* _Questions to answer_
1. In the passage about Wu's solo shows, whose new band did Wu open for at The Medicine Hat?
2. Carry on the passage about Wu's solo shows, picking up right after its last sentence.

Wu recently began playing his solo material at clubs and has been faced with audiences showing varying degrees of interest. At a crowded show at The Medicine Hat, where he opened for Steve Malkmus' new band, the place was so crowded and full of chatter, it was hard to hear any of Wu's music unless you stood right by the stage. At a less crowded show a week later at The Tonic Lounge, a small, appreciative audience listened respectfully as Wu played lovely introspective tunes like "Logical Hole" and poppy, almost Poolside-esque tunes like "Summer Off."
"It's a lot more nerve-wracking being up there by myself," he admits. "I actually get nervous, whereas before I never got nervous. I suppose any fuck-ups are totally apparent and kind of ruin the mood, whereas in Poolside, messing up was part of the fun."

[Data taken from a collection]
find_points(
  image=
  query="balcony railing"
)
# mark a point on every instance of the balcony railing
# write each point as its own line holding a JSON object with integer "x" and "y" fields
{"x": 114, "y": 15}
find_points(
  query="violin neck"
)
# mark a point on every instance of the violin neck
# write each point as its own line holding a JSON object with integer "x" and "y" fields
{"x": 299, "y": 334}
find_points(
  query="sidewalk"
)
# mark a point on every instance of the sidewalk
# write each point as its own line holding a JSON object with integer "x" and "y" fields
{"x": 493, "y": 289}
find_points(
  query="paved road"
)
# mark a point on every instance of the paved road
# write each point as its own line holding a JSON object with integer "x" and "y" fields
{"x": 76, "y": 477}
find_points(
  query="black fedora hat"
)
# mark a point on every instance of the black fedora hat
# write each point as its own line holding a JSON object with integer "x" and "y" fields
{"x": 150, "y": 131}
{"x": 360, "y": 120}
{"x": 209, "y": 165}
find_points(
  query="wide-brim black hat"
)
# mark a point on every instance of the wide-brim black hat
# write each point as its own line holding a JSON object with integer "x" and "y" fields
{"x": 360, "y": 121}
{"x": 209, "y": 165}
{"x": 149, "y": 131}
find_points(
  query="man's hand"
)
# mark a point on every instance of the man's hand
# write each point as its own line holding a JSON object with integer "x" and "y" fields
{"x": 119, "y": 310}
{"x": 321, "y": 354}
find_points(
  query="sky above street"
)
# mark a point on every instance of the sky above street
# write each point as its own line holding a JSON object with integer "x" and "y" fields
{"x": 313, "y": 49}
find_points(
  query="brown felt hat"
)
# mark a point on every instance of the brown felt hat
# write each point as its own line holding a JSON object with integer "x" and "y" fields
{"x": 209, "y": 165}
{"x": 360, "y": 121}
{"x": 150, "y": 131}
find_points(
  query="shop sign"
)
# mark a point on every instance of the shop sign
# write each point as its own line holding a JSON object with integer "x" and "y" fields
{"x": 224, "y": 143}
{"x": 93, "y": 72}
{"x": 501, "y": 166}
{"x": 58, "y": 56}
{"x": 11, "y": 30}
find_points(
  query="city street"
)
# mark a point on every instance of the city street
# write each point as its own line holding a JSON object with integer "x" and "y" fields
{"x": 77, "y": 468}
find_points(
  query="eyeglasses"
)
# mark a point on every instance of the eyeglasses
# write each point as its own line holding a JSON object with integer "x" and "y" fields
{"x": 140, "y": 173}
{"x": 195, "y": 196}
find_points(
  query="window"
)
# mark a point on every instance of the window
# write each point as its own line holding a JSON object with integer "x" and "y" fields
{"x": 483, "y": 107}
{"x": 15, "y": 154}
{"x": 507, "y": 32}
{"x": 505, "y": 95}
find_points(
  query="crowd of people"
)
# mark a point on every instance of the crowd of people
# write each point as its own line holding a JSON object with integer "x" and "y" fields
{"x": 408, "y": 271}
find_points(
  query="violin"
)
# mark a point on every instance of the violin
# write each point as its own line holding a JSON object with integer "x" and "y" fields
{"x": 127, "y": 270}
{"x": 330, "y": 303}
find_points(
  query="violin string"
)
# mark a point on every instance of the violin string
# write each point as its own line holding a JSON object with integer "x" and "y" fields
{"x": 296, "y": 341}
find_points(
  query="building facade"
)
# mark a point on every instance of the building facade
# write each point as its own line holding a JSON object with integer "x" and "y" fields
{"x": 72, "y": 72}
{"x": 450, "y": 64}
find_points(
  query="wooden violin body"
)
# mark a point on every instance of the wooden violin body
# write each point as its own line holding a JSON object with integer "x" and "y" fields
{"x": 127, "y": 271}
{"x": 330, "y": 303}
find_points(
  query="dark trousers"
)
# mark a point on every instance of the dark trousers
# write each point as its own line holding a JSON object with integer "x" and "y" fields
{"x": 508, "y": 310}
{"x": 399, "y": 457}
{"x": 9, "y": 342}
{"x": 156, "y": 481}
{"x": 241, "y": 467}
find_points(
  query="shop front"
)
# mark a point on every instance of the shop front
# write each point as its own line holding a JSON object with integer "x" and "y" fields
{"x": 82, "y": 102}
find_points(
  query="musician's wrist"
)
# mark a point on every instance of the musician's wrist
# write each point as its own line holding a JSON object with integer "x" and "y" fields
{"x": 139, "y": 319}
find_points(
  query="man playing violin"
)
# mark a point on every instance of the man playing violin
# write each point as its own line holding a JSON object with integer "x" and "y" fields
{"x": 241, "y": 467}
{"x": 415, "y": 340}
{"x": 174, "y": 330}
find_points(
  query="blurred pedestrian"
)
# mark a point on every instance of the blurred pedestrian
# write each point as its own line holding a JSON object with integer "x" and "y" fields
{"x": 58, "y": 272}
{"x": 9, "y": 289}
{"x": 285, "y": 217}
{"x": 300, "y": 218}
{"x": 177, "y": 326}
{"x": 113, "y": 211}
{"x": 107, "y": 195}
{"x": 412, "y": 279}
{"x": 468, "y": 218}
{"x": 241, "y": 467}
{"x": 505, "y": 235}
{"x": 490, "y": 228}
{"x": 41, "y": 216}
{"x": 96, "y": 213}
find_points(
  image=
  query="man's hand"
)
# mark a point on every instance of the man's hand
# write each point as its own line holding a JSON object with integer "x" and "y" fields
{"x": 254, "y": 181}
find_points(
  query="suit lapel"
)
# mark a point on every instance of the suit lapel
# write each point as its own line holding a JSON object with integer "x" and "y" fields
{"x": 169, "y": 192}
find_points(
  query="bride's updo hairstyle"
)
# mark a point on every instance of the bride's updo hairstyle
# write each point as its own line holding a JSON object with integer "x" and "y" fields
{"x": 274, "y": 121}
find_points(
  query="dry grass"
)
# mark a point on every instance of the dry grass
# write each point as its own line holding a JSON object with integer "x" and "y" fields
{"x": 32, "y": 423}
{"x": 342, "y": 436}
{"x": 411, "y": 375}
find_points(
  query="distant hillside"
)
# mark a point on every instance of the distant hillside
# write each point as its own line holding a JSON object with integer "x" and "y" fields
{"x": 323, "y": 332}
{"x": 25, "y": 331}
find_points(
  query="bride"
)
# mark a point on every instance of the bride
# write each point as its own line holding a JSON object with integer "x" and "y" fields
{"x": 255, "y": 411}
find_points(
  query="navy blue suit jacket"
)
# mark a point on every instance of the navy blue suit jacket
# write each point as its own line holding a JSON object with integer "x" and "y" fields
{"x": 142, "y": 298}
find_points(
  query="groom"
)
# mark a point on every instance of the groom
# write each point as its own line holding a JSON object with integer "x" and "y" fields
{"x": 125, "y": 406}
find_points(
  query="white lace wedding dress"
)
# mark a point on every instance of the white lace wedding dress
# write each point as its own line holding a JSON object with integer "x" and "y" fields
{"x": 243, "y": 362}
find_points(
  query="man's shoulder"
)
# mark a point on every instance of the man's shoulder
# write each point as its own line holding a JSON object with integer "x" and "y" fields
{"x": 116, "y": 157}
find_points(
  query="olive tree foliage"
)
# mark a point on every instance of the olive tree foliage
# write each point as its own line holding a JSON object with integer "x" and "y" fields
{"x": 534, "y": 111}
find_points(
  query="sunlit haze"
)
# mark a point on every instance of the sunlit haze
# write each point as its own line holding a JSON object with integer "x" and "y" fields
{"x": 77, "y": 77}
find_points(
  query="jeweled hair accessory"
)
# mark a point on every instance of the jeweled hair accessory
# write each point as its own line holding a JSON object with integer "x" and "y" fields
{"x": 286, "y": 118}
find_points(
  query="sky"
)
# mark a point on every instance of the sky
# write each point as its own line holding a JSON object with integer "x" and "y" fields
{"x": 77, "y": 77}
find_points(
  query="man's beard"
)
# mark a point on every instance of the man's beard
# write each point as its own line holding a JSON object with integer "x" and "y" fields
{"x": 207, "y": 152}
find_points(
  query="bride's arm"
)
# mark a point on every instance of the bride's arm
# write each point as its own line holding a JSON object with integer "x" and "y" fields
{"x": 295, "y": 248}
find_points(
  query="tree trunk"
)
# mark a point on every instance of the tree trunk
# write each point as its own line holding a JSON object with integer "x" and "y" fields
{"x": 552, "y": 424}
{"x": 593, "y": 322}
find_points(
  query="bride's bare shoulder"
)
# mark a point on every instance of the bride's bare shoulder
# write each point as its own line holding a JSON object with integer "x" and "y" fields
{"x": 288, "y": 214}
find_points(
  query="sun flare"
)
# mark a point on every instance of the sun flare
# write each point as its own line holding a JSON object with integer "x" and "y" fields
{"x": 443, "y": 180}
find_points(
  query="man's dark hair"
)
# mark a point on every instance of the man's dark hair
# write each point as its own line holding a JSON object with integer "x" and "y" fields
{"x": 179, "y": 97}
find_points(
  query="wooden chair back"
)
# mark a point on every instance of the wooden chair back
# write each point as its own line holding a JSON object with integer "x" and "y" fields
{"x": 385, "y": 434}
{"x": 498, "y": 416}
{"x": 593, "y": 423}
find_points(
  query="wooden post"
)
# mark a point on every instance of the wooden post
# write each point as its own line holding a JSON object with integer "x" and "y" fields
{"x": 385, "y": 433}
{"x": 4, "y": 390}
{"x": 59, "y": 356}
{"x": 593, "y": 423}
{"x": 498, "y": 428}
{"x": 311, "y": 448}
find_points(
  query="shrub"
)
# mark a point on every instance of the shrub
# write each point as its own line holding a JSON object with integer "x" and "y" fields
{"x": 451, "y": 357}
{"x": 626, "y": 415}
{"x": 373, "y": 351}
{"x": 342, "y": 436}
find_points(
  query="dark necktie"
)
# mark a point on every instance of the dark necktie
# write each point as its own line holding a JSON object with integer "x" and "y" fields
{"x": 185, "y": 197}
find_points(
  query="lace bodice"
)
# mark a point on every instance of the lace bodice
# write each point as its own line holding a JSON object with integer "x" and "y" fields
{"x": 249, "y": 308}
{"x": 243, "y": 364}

* _Answers by task_
1. Steve Malkmus' new band.

2.
With only a few songs in his new repertoire, Wu hopes to keep writing and eventually record them in some manner. If there's one thing he learned in Poolside, it was patience. Despite being one of Portland's best pop bands, the foursome, originally called Sidecar, never really claimed a large audience. "I can never figure out what it takes to have an audience in this town. Whatever it is, we didn't have it." It's a shame too, because despite the band's live shows sometimes being hampered by shyness and missed notes, the band's CD, Indyglow (Bong Load Records, 1999) was undoubtedly one of the most infectious batch of pop songs to come out that year. Now with Seaside comes a fresh beginning for Wu and his fans, new or old. Be quiet and pay close attention.